## Exercise aim
Please locate every line in the material below that contains the string "entrance", with case counting, and copy each of those lines out in full.

## Source data
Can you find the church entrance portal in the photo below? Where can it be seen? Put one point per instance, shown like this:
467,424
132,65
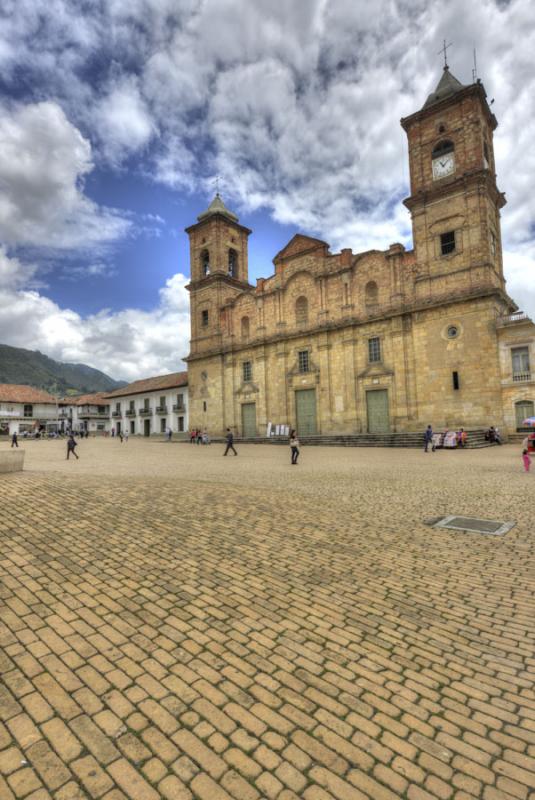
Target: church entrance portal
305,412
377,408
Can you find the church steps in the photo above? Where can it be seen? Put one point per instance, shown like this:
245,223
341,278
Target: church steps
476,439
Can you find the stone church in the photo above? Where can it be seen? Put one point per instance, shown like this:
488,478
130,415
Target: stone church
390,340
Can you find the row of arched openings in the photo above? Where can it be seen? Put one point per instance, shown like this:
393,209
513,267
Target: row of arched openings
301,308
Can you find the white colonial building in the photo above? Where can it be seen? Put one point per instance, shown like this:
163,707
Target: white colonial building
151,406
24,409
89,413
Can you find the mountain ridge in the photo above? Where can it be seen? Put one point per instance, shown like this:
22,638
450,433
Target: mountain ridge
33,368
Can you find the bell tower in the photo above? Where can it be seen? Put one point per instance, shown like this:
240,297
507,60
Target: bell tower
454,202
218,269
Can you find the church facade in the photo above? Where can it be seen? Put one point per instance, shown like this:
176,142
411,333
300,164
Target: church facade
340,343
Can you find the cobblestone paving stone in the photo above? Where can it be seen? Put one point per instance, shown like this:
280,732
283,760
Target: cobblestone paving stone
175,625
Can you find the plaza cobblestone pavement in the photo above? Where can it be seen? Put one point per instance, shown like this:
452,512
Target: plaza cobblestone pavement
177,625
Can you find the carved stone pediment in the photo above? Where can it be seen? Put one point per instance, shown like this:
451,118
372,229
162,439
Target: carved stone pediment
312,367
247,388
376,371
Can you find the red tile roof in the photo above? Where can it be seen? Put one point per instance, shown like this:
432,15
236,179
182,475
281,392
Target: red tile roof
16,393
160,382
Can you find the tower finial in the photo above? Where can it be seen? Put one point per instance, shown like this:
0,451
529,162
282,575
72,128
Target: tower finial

==

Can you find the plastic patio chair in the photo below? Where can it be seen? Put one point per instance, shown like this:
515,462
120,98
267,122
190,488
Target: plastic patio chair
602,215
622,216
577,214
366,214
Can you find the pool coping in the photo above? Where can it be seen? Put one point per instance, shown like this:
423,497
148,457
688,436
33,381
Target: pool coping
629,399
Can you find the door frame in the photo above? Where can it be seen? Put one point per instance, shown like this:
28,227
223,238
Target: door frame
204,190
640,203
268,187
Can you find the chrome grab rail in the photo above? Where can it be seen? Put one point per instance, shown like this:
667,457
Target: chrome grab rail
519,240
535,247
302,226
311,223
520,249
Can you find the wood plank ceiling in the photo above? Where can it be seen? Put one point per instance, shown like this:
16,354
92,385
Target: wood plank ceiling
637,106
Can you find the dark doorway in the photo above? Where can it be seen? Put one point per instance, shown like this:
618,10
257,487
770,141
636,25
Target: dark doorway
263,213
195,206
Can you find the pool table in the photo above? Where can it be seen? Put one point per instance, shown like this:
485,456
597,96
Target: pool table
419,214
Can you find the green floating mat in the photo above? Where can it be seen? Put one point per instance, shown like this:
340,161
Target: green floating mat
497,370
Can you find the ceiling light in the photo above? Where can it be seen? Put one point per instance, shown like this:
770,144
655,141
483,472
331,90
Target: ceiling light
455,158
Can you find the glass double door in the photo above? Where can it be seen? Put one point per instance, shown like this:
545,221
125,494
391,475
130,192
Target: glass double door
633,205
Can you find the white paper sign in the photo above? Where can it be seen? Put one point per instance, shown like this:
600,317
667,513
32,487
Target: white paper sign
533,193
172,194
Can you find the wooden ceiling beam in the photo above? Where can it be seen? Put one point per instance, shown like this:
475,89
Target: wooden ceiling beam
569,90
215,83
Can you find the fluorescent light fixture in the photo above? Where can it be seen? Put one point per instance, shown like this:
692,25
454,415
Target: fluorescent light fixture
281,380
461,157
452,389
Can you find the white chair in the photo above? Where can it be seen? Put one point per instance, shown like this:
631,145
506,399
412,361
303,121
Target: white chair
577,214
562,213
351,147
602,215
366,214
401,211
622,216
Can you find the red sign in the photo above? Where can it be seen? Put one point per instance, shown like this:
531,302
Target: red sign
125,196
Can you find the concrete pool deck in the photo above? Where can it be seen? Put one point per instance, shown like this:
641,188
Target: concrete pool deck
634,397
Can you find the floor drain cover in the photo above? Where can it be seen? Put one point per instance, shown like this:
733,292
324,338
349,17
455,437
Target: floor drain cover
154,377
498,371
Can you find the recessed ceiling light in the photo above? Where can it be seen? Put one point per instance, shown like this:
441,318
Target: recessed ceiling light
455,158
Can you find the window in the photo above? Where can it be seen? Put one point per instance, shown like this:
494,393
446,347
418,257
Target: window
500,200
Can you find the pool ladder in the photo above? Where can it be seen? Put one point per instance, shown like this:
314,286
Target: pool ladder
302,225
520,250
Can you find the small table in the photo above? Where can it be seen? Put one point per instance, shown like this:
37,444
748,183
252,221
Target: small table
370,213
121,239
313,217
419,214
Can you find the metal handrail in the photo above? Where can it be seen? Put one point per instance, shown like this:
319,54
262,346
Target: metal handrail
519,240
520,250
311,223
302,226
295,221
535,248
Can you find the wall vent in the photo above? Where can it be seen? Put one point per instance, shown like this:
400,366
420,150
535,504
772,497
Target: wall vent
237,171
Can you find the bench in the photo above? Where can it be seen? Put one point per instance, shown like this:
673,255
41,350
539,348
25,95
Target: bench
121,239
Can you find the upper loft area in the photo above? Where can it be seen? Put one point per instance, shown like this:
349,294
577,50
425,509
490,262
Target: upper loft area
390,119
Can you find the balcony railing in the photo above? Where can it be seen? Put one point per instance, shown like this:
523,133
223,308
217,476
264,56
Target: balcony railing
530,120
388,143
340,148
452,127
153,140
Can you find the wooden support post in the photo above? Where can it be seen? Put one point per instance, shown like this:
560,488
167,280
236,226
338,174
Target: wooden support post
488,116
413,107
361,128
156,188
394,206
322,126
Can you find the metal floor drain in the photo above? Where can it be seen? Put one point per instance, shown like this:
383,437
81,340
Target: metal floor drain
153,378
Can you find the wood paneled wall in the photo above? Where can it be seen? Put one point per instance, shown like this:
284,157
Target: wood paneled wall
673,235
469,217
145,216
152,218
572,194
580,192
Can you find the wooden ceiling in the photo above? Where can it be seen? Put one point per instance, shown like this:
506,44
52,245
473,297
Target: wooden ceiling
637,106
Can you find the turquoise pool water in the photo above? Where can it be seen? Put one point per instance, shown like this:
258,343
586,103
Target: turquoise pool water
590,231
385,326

## The reply
Can you find the church entrance portal in the photo below? Where can it be seen? Put one point per instance, shown like this:
Target: church entrance portal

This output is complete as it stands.